Dataset items:
══════
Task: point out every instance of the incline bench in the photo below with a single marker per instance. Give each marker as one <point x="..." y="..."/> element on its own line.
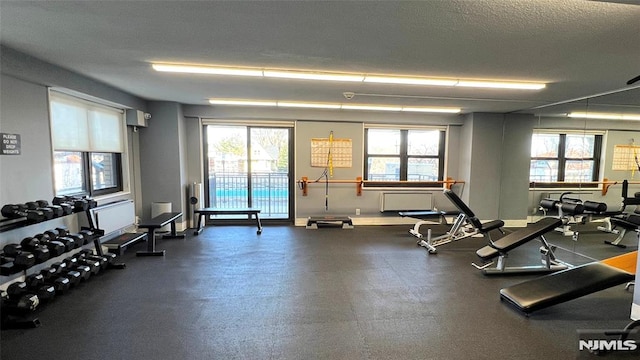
<point x="156" y="223"/>
<point x="200" y="213"/>
<point x="502" y="246"/>
<point x="570" y="284"/>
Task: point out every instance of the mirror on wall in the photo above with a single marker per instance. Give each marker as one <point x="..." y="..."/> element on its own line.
<point x="584" y="150"/>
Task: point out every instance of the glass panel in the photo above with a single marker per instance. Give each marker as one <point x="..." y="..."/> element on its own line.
<point x="104" y="172"/>
<point x="423" y="142"/>
<point x="545" y="145"/>
<point x="579" y="146"/>
<point x="227" y="161"/>
<point x="578" y="171"/>
<point x="422" y="169"/>
<point x="543" y="171"/>
<point x="270" y="171"/>
<point x="383" y="168"/>
<point x="383" y="142"/>
<point x="68" y="172"/>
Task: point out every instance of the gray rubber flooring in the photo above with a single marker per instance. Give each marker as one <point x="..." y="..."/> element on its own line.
<point x="292" y="293"/>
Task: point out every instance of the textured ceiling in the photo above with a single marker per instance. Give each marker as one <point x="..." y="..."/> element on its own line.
<point x="581" y="48"/>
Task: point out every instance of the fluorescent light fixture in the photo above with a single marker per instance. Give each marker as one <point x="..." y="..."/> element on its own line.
<point x="606" y="116"/>
<point x="409" y="81"/>
<point x="334" y="106"/>
<point x="308" y="105"/>
<point x="243" y="102"/>
<point x="286" y="74"/>
<point x="344" y="77"/>
<point x="210" y="70"/>
<point x="428" y="109"/>
<point x="370" y="107"/>
<point x="501" y="85"/>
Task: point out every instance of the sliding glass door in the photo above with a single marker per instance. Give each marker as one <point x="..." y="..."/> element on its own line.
<point x="249" y="166"/>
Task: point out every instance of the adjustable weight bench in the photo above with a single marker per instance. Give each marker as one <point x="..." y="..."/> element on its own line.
<point x="465" y="225"/>
<point x="501" y="247"/>
<point x="624" y="224"/>
<point x="570" y="284"/>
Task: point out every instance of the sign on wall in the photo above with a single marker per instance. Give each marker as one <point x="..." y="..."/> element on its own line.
<point x="624" y="157"/>
<point x="10" y="144"/>
<point x="337" y="151"/>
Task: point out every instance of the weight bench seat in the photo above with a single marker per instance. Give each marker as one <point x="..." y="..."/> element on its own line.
<point x="155" y="223"/>
<point x="123" y="241"/>
<point x="570" y="284"/>
<point x="630" y="222"/>
<point x="202" y="212"/>
<point x="517" y="238"/>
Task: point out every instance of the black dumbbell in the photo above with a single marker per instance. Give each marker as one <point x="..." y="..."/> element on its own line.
<point x="35" y="283"/>
<point x="72" y="264"/>
<point x="94" y="265"/>
<point x="69" y="244"/>
<point x="33" y="246"/>
<point x="34" y="206"/>
<point x="51" y="277"/>
<point x="20" y="298"/>
<point x="102" y="260"/>
<point x="7" y="267"/>
<point x="56" y="248"/>
<point x="56" y="209"/>
<point x="89" y="235"/>
<point x="21" y="259"/>
<point x="17" y="211"/>
<point x="61" y="269"/>
<point x="59" y="233"/>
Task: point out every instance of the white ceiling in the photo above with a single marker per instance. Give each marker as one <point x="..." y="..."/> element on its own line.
<point x="581" y="48"/>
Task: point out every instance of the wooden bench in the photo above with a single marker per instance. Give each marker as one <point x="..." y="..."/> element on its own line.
<point x="201" y="213"/>
<point x="120" y="243"/>
<point x="156" y="223"/>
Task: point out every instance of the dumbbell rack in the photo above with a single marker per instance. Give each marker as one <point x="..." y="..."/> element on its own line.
<point x="10" y="224"/>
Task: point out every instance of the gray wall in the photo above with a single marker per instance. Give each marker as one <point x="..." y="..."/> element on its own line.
<point x="342" y="197"/>
<point x="161" y="157"/>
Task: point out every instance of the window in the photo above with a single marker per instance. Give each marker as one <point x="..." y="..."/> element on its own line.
<point x="394" y="155"/>
<point x="571" y="158"/>
<point x="88" y="143"/>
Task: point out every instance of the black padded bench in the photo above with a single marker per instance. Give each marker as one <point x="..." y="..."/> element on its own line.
<point x="566" y="285"/>
<point x="624" y="224"/>
<point x="201" y="213"/>
<point x="120" y="243"/>
<point x="502" y="246"/>
<point x="154" y="224"/>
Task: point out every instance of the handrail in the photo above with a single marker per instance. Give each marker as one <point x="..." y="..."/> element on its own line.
<point x="304" y="182"/>
<point x="605" y="182"/>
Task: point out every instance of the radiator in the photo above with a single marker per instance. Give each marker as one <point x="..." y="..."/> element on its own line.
<point x="399" y="201"/>
<point x="115" y="216"/>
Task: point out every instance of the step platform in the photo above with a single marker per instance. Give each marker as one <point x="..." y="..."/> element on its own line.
<point x="313" y="222"/>
<point x="120" y="243"/>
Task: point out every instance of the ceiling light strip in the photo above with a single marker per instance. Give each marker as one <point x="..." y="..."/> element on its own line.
<point x="605" y="116"/>
<point x="334" y="106"/>
<point x="345" y="77"/>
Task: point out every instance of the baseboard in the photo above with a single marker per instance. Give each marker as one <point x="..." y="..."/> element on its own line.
<point x="392" y="220"/>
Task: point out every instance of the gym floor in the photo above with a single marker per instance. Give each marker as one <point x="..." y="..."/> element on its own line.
<point x="292" y="293"/>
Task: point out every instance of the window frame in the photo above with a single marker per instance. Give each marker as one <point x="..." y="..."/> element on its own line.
<point x="119" y="158"/>
<point x="562" y="159"/>
<point x="404" y="157"/>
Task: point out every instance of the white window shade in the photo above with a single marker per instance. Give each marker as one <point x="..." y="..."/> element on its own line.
<point x="105" y="131"/>
<point x="78" y="125"/>
<point x="69" y="126"/>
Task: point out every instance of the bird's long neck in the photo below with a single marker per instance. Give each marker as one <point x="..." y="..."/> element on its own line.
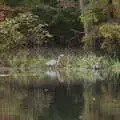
<point x="58" y="60"/>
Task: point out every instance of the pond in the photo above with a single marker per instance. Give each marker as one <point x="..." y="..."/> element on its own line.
<point x="60" y="95"/>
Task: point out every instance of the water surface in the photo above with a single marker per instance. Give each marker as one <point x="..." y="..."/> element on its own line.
<point x="60" y="95"/>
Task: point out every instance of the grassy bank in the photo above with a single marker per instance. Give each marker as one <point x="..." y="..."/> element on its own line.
<point x="28" y="63"/>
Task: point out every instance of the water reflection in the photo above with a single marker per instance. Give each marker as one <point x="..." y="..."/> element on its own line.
<point x="60" y="95"/>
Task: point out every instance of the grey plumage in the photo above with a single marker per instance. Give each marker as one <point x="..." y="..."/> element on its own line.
<point x="54" y="62"/>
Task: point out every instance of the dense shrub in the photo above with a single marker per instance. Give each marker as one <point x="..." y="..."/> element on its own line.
<point x="111" y="37"/>
<point x="61" y="22"/>
<point x="21" y="30"/>
<point x="108" y="36"/>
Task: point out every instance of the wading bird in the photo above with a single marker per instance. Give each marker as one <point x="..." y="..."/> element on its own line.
<point x="95" y="66"/>
<point x="53" y="62"/>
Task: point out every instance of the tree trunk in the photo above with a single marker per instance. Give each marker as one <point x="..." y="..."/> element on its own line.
<point x="82" y="5"/>
<point x="110" y="13"/>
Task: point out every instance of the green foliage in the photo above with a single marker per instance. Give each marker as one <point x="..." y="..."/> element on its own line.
<point x="60" y="23"/>
<point x="111" y="37"/>
<point x="94" y="11"/>
<point x="21" y="30"/>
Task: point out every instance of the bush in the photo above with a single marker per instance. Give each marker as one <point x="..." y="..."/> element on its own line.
<point x="111" y="37"/>
<point x="22" y="30"/>
<point x="60" y="23"/>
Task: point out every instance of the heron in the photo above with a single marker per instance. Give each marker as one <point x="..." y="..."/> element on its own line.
<point x="95" y="66"/>
<point x="54" y="62"/>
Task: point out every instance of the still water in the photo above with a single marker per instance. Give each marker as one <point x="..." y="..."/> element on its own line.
<point x="60" y="95"/>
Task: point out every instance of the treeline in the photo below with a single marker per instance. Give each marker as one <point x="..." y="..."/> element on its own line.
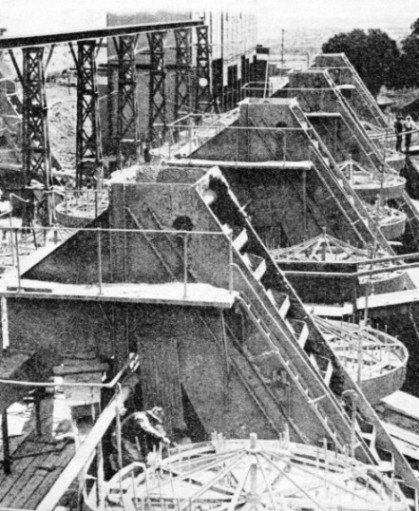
<point x="378" y="59"/>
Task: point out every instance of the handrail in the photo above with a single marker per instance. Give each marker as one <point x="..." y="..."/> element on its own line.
<point x="250" y="286"/>
<point x="332" y="433"/>
<point x="346" y="190"/>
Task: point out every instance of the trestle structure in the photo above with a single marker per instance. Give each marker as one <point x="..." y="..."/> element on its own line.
<point x="127" y="124"/>
<point x="35" y="140"/>
<point x="203" y="93"/>
<point x="88" y="137"/>
<point x="157" y="95"/>
<point x="183" y="72"/>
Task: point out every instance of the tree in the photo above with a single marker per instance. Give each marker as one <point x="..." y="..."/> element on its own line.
<point x="409" y="66"/>
<point x="373" y="54"/>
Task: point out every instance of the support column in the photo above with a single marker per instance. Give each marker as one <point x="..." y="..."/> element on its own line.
<point x="7" y="462"/>
<point x="35" y="139"/>
<point x="203" y="94"/>
<point x="127" y="125"/>
<point x="157" y="94"/>
<point x="183" y="72"/>
<point x="88" y="138"/>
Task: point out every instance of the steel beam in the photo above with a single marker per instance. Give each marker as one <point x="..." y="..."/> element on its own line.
<point x="203" y="94"/>
<point x="35" y="139"/>
<point x="84" y="35"/>
<point x="88" y="136"/>
<point x="183" y="72"/>
<point x="157" y="93"/>
<point x="127" y="124"/>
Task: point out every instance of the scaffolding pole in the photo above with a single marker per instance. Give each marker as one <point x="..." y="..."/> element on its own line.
<point x="88" y="137"/>
<point x="35" y="137"/>
<point x="157" y="93"/>
<point x="203" y="94"/>
<point x="127" y="125"/>
<point x="183" y="72"/>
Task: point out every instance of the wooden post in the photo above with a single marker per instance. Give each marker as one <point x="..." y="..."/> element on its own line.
<point x="6" y="445"/>
<point x="185" y="265"/>
<point x="38" y="412"/>
<point x="4" y="324"/>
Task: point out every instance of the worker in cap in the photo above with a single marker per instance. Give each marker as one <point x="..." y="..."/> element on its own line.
<point x="398" y="129"/>
<point x="409" y="127"/>
<point x="141" y="434"/>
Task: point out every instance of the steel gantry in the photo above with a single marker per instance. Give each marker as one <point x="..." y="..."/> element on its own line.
══════
■ Job ■
Please quote exactly the lines from the one containing "Task: point out every instance of the worker" through the last line of the records above, both included, and nothing else.

■ Problem solution ■
Task: point out every instance of the worker in cap in the photo above with a single marker per instance. Give each marker as one <point x="..." y="..."/> element on its own line.
<point x="398" y="129"/>
<point x="409" y="127"/>
<point x="141" y="434"/>
Task: point out every instance of the steel gantry in the photo above with a single marker per instance. Give each marker as one <point x="..." y="..."/> element on its own line.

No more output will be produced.